■ TRY IT
In the text about Michael Philip Clelland, by how many votes did he lead after the manual recount?

BEGIN TEXT UNDER STUDY

Michael Philip Clelland (born December 18, 1963) is a Democratic member of the Florida House of Representatives. From 2012 to 2014, he represented the 29th District, which consists of western Seminole County, until his defeat by Scott Plakon.

==History==
Clelland moved to Florida in 1974 and began working for the Longwood Fire Department, later attending Seminole Community College, where he graduated with an Associate degree in fire science technology in 1994. He then attended the University of Central Florida, graduating with a degree in political science, and then the Florida A&M University College of Law, graduating with a Juris Doctor.

==Florida House of Representatives==
In 2012, when the Florida House of Representatives districts were redrawn, Clelland ran in the 29th District, which incumbent State Representative Chris Dorworth, a Republican, was also running in. The Orlando Sentinel endorsed Clelland, praising him as "smart" and calling his legislative priorities "especially welcome." Though Dorworth was widely expected to cruise to re-election, Clelland appeared to defeat him on election night by 123 votes, prompting a manual recount, which increased Clelland's lead to 146 votes. Not long afterwards, Dorworth conceded and Clelland was sworn in.

END TEXT UNDER STUDY
BEGIN SUPPLIED RECORDS

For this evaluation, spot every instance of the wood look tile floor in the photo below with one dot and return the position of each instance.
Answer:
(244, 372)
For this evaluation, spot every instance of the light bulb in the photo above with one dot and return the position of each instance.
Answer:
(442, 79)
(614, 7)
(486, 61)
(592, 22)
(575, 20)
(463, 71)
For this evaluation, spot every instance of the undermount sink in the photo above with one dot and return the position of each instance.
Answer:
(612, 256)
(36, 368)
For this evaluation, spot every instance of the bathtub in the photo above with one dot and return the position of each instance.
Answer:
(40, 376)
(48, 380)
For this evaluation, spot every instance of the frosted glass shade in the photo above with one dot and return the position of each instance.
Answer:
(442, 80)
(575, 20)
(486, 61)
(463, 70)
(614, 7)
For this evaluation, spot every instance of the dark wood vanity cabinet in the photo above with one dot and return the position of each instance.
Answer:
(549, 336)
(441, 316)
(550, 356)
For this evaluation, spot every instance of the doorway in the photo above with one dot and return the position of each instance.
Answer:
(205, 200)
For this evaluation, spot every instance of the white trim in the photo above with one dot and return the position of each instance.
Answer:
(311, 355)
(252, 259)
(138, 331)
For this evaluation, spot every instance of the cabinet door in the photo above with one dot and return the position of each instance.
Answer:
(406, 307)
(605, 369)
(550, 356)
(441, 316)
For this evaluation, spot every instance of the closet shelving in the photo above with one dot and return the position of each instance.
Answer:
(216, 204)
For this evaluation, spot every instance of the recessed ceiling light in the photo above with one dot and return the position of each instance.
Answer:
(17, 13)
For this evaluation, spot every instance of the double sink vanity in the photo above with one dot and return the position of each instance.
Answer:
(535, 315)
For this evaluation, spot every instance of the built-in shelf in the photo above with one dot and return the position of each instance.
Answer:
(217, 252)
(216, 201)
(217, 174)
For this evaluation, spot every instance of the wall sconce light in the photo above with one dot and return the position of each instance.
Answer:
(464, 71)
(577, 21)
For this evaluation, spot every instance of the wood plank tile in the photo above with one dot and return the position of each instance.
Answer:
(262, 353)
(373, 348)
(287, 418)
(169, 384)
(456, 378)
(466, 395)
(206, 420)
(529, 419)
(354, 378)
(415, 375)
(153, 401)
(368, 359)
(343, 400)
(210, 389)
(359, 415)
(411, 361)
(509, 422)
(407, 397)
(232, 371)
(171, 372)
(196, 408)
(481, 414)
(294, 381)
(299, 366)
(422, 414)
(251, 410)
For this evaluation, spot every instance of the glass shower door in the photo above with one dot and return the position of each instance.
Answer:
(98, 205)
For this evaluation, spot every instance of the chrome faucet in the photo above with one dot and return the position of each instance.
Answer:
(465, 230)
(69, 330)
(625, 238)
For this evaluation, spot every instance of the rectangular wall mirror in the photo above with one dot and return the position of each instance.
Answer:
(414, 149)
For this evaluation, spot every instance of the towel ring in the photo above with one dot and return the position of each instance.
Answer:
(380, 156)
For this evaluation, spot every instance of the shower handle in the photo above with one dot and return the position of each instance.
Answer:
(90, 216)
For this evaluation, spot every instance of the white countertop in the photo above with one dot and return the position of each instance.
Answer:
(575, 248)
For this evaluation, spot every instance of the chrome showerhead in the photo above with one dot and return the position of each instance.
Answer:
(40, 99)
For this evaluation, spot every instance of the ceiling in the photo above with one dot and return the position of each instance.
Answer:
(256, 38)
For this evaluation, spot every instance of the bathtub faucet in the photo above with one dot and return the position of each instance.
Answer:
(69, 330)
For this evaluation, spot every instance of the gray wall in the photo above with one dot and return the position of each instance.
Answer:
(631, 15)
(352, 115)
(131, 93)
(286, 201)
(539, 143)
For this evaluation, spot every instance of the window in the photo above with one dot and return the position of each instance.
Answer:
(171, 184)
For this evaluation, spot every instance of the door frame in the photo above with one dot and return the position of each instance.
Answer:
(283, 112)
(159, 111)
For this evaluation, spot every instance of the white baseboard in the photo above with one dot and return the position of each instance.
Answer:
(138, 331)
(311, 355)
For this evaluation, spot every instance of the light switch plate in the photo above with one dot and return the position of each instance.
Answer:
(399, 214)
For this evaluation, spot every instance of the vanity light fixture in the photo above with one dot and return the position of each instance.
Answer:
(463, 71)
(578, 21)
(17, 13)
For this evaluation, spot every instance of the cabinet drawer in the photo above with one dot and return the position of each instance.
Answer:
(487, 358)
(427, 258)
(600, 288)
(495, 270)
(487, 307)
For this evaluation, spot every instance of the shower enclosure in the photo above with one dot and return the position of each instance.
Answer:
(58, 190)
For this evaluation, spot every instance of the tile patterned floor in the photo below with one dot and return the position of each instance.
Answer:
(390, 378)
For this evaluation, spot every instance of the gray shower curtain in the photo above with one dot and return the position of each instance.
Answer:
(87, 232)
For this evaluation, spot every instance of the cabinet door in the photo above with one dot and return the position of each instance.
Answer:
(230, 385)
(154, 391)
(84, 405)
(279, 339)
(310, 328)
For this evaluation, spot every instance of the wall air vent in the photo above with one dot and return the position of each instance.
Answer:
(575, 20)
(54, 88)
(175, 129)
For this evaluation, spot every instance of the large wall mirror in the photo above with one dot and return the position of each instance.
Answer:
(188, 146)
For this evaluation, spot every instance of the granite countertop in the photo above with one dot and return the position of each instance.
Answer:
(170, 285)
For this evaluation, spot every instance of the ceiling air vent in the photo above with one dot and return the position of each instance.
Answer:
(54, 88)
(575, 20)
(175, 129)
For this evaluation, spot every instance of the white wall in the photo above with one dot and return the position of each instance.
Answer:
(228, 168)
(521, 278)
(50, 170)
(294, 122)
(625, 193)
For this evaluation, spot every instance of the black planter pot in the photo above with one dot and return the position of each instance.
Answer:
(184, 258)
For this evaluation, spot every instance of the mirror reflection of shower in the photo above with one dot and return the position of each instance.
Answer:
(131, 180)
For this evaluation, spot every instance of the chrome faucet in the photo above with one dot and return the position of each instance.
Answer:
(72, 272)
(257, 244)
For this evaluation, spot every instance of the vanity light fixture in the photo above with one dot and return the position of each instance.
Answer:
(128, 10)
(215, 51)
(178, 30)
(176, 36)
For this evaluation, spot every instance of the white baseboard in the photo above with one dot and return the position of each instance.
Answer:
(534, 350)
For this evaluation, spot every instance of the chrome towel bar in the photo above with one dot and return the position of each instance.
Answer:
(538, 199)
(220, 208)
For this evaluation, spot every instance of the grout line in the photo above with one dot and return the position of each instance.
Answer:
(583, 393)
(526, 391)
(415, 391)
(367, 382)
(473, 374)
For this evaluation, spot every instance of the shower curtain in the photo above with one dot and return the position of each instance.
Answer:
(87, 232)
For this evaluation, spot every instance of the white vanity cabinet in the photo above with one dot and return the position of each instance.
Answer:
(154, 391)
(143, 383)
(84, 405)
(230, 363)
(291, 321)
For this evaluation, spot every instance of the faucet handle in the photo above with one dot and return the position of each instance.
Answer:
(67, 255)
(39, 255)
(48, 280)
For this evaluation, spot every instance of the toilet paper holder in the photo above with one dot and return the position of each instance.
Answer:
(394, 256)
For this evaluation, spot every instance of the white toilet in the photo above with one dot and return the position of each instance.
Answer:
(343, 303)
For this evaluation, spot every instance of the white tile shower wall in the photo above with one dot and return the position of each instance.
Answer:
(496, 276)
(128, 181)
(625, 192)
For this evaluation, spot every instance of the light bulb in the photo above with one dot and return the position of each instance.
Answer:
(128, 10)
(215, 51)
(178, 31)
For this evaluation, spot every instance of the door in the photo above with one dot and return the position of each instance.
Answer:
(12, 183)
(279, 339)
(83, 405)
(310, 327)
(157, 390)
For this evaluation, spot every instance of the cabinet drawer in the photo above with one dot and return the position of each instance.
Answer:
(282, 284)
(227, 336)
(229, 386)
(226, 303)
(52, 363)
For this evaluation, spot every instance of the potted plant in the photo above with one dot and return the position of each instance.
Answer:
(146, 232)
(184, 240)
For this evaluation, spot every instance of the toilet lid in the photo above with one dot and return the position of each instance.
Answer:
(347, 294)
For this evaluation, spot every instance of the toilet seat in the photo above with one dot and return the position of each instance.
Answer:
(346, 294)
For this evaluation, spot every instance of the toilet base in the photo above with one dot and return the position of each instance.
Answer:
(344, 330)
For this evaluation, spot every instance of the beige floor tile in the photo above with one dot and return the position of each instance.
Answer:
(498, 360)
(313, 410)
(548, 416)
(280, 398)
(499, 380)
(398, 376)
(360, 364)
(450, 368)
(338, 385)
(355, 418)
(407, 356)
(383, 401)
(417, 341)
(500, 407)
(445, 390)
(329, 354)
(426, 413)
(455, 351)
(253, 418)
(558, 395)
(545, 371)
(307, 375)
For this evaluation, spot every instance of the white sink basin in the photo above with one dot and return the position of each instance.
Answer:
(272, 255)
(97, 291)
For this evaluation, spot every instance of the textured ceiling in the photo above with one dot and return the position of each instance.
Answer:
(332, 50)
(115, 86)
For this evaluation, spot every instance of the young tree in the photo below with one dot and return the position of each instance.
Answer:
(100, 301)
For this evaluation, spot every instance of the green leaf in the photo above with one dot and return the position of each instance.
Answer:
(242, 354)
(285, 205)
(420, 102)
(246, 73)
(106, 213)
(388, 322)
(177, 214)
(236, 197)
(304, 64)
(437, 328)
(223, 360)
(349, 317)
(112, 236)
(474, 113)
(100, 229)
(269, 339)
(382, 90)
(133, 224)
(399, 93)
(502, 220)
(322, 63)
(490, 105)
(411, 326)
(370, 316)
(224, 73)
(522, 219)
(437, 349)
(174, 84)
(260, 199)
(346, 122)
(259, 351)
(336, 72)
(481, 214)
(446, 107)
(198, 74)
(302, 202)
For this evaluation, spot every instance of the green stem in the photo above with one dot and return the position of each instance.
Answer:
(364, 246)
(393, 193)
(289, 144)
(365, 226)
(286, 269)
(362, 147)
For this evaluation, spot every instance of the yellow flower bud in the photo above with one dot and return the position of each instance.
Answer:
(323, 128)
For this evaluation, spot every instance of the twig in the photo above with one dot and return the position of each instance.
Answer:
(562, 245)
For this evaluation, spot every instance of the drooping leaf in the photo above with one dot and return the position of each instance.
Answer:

END SUPPLIED RECORDS

■ ANSWER SPACE
146 votes.